- Exercise requirements:
In the article below on the House funding package, how much money is set aside for the Coyote Valley Dam General Investigation/Feasibility study?

- Extract to read:

━━━

Huffman: Funding package includes money for Coyote Dam feasibility study
This week the U.S. House of Representatives passed the first six Fiscal Year 2024 appropriations bills, which Rep. Jared Huffman (D – San Rafael) described as including “significant victories for California’s Second Congressional District (and) over $9 million in federal funding for projects that (Huffman) nominated as part of the Community Project Funding process.”
Huffman also noted in a press release that the spending bills include “historic funding for Native American Housing Assistance and Self-Determination Act programs, including $1.3 billion for the Indian Housing Block Grant to help tribes address unmet housing needs.”
“For the past three fiscal years, we have been able to include funding for game-changing community projects in our district,” Rep Huffman is quoted as saying in the release. “I’m happy to share that I secured over $9 million for 13 projects (which will help) grow our economy and build healthier, safer, and stronger communities up and down the North Coast.”
Those projects include:
- $500,000 for the Coyote Valley Dam General Investigation/Feasibility study in Mendocino
- $500,000 for Anderson Valley Elementary Septic Replacement in Mendocino
- $165,000 for the Mendonoma Mobile Health Clinic in Mendocino
- $997,999 for the New Senior Center in Humboldt
- $175,000 for Unidentified Human Remains Forensic Genetic DNA Testing in Humboldt
- $236,140 for Purchase of Winter Weather Emergency Equipment in Trinity
- $500,000 for Pyke Field Park Community Use Improvement Project in Del Norte
Rep. Huffman adds that he “worked to include provisions that put people over politics and help improve the lives of people in America,” and that the package:
- Invests more than $10 billion in our nation’s water infrastructure, critical to protecting communities from more frequent and severe storms and worsening droughts.
- Provides additional funding to continue the Infrastructure Investment and Jobs Act pay increase for wildland firefighters.
- Supports our veterans and their families with investments in health care, including targeted investments that advance women’s health, mental health, substance abuse disorder programs, and homelessness assistance.

━━━

Stored records

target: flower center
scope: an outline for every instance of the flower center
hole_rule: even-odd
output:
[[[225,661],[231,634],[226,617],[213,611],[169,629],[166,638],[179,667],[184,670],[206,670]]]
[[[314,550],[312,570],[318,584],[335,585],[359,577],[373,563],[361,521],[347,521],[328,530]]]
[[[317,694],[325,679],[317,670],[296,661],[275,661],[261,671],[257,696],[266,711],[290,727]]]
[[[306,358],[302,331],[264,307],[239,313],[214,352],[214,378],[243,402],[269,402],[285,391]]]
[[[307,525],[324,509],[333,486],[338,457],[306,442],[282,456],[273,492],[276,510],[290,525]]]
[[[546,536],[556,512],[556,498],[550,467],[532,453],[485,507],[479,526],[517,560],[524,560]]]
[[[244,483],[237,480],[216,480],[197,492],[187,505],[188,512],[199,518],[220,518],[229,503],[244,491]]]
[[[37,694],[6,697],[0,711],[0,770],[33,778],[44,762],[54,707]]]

━━━

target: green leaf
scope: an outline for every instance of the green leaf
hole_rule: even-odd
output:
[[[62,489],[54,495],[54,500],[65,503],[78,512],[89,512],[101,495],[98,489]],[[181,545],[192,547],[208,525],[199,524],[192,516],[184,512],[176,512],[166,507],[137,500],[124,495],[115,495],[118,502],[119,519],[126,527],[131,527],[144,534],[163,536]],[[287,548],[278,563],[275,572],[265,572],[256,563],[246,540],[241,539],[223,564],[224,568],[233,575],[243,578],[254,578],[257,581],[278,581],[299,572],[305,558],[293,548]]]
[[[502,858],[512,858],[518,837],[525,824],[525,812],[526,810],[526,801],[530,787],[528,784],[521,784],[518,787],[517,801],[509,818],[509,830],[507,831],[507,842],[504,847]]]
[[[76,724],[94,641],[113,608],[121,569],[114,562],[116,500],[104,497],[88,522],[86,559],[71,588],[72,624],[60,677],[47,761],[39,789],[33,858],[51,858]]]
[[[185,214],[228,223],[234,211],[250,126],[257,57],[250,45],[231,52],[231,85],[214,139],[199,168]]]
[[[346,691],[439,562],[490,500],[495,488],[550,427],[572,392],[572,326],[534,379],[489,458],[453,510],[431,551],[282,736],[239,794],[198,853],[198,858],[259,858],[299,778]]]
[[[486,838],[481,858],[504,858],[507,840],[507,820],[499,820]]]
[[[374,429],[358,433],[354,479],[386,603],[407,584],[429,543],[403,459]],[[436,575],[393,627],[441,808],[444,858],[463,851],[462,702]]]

━━━

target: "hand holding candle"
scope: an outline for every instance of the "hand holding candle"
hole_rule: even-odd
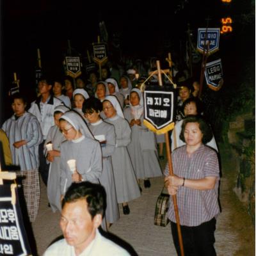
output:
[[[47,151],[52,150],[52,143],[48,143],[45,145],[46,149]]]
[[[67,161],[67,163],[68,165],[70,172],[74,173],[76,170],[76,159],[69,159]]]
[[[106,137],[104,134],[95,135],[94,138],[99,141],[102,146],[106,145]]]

━━━

- Answer section:
$500,000